### Text excerpt
○ ○ ○ ○

The LINQ to HPC and DSC Object Models

The following figure illustrates the main object types that you use to create LINQ to HPC queries.

Overview of DryadLINQ and DSC objects

Figure 1. Overview of LINQ to HPC and DSC objects

You must first construct an HpcLinqConfiguration object that specifies the head node of the HPC cluster that your queries will use. You can also set other options. See Configuring LINQ to HPC Queries for more information. Next, you create an HpcLinqContext object and pass the configuration object as an argument to the constructor.

An HpcLinqContext object can be used in two ways.

  • If you read the context object’s DscService property, you get a DscService object that has methods that enable you to create DSC file sets, add DSC nodes, and perform other management functions for the DSC server-side component that runs on the HPC cluster’s head node. For example, if you invoke the CreateFileSet method, the system creates a new empty file set on the cluster, and then returns a DscFileSet object that represents the newly created file set. For more information, see Creating DSC File Sets.

  • If you invoke the context object’s FromDsc method, the system creates a new distributed query that can read the records of an existing DSC file set on the HPC cluster. The Microsoft® .NET type of the query is IQueryable<T>. For more information about basic queries, see Querying DSC File Sets. For information about advanced queries, see Implementing Distributed Algorithms by Using LINQ to HPC.

A LINQ to HPC query that is created by the FromDsc method processes individual records from a given file set. As you add LINQ operators such as Select and GroupBy to your query, you can think of the underlying file set as either a sequence of objects that you have previously saved, or as a sequence of text lines. In other words, a record can be a line of text (represented by the LineRecord class), or a previously saved object of a serializable .NET type.

Although LINQ to HPC queries view file sets as a sequence of records, the DSC stores the individual data records that reside on the HPC cluster in segments called DSC files. Each DSC file is stored on an individual DSC node (a computer). DSC files are implemented by using ordinary NTFS files. The DscFile class represents a subsequence of the records that are stored in the DSC file set. (DSC files may optionally be replicated across multiple DSC nodes for performance and fault tolerance.)

The following diagram illustrates how a DSC file set is divided into DSC files that are distributed across the DSC nodes of the cluster.

Division of a file set

Figure 2. A DSC file set

Note

In addition to the API, you can also use a command-line utility named Dsc.exe to manage the DSC. You can use Dsc.exe to create and delete file sets, add DSC files to file sets, and specify which DSC nodes will be used to store DSC files. See DSC Command-Line Reference for more information.

Even though DSC file sets are partitioned across the DSC nodes of the HPC cluster into DSC files, you need only a single LINQ to HPC query in your application to interact with the data. The LINQ to HPC and DSC components that run on the HPC head node handle the details of executing queries in a distributed manner across the DSC nodes. In addition, if a LINQ to HPC query produces intermediate results, they are automatically managed by the server-side components so that there is distributed processing in subsequent stages of the query. This situation occurs, for example, when two query operations are performed in succession, such as a GroupBy operation followed by a Select operation.

The following figure illustrates how a Select query works in a distributed environment.

○ ○ ○ ○

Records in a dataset

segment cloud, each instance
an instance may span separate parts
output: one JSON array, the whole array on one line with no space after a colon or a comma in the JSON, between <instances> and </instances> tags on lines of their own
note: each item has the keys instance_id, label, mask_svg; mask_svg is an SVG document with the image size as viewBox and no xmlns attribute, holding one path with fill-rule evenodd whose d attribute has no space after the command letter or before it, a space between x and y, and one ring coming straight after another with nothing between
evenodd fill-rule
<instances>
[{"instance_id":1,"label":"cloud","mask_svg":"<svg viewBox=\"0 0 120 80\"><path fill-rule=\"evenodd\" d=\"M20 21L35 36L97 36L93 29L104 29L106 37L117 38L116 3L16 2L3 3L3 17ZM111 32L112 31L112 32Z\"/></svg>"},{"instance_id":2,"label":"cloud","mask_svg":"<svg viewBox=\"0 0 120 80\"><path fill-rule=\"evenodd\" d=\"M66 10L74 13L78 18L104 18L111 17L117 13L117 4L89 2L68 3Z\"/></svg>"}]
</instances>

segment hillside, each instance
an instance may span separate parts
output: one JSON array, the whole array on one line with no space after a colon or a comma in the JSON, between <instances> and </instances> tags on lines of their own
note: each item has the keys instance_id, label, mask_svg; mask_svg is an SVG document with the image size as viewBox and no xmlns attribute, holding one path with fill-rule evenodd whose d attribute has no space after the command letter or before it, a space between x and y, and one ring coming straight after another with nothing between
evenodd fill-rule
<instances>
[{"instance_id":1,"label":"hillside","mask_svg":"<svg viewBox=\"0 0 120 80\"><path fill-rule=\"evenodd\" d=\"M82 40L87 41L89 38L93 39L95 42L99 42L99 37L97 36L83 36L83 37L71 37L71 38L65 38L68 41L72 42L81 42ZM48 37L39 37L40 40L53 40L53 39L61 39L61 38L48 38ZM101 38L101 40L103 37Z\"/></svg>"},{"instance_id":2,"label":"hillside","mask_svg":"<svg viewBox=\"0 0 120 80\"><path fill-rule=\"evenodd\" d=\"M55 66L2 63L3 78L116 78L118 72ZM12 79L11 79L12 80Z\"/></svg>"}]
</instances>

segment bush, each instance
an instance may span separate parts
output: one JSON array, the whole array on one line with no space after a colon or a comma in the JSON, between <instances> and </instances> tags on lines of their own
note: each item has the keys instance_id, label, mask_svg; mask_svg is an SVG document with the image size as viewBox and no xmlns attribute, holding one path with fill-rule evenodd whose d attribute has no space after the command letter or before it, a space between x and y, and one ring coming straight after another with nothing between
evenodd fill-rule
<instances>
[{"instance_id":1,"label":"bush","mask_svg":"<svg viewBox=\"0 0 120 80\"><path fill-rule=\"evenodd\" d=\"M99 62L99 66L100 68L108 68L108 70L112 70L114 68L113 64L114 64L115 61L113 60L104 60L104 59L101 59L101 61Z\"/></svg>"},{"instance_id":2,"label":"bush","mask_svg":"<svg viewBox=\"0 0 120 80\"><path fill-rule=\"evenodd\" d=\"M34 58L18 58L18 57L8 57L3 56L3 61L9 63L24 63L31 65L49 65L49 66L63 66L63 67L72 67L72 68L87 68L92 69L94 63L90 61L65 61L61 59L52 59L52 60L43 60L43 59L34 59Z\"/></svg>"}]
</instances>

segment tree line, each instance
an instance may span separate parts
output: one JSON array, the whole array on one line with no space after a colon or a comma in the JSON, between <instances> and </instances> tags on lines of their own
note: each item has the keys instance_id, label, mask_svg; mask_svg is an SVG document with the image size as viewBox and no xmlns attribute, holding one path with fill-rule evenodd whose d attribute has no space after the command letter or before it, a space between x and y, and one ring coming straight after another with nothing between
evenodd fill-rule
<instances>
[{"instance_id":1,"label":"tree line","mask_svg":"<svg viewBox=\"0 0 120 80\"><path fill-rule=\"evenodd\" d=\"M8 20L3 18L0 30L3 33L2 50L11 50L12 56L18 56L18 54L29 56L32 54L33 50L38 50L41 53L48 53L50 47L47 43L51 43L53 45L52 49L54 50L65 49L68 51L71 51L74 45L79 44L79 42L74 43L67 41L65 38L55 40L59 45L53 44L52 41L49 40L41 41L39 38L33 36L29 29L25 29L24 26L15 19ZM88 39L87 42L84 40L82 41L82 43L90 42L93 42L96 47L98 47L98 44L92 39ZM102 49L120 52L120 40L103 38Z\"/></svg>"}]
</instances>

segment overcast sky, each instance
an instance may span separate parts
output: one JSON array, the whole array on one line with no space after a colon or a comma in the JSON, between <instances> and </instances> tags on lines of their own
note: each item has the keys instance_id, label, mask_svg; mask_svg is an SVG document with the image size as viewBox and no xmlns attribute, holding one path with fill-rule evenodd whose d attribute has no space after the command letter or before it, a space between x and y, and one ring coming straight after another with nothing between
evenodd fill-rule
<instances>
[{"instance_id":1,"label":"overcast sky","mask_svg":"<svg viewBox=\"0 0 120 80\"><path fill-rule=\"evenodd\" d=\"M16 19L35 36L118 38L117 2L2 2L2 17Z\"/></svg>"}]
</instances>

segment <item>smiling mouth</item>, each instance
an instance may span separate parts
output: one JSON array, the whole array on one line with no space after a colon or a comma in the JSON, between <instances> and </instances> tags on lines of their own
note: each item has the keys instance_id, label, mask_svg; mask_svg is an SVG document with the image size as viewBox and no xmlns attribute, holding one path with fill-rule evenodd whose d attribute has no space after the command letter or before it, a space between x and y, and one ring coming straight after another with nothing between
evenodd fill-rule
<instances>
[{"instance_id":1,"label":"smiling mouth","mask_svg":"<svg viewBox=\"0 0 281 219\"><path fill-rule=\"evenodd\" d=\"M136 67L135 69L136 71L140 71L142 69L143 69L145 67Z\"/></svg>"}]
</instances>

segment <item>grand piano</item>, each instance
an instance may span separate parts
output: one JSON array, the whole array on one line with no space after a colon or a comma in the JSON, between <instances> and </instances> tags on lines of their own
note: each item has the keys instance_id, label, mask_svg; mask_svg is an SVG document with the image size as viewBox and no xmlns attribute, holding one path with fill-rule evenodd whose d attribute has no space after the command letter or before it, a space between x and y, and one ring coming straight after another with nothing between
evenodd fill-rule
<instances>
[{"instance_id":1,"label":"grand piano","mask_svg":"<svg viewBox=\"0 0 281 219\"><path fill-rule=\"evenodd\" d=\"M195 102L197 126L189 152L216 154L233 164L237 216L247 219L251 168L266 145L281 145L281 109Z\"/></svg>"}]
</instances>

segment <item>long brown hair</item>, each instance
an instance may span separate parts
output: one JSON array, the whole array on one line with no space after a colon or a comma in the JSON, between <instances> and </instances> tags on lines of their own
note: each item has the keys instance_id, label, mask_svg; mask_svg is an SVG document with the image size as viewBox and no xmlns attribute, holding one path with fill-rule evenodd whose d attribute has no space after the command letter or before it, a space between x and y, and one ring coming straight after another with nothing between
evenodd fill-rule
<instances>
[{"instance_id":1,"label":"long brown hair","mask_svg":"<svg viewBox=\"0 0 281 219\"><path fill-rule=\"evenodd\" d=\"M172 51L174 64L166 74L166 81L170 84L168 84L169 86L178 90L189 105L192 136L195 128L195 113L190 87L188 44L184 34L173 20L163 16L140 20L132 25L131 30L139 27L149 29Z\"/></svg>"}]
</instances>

○ ○ ○ ○

### Set problem 1
Using the text on the LINQ to HPC and DSC object models, transcribe the passage starting at "Overview of DryadLINQ" and ending at "to the constructor.".
### Set problem 2
Answer these questions from the text on the LINQ to HPC and DSC object models:
(a) What does the system return after it creates a new empty file set when the CreateFileSet method is invoked?
(b) Which class represents a record that is a line of text?
(c) How are DSC files implemented?
### Set problem 3
For each statement, say whether it agrees with the text on the LINQ to HPC and DSC object models. Answer yes or no, and quote the words from the text that decide it.
(a) The HpcLinqConfiguration object specifies the head node of the HPC cluster.
(b) An application needs a separate LINQ to HPC query for each DSC node.
(c) Dsc.exe can be used to delete file sets.

### Answer 1
Overview of DryadLINQ and DSC objects

Figure 1. Overview of LINQ to HPC and DSC objects

You must first construct an HpcLinqConfiguration object that specifies the head node of the HPC cluster that your queries will use. You can also set other options. See Configuring LINQ to HPC Queries for more information. Next, you create an HpcLinqContext object and pass the configuration object as an argument to the constructor.

### Answer 2
(a) A DscFileSet object that represents the newly created file set.
(b) The LineRecord class.
(c) By using ordinary NTFS files.

### Answer 3
(a) Yes: "You must first construct an HpcLinqConfiguration object that specifies the head node of the HPC cluster that your queries will use."
(b) No: "you need only a single LINQ to HPC query in your application to interact with the data."
(c) Yes: "You can use Dsc.exe to create and delete file sets"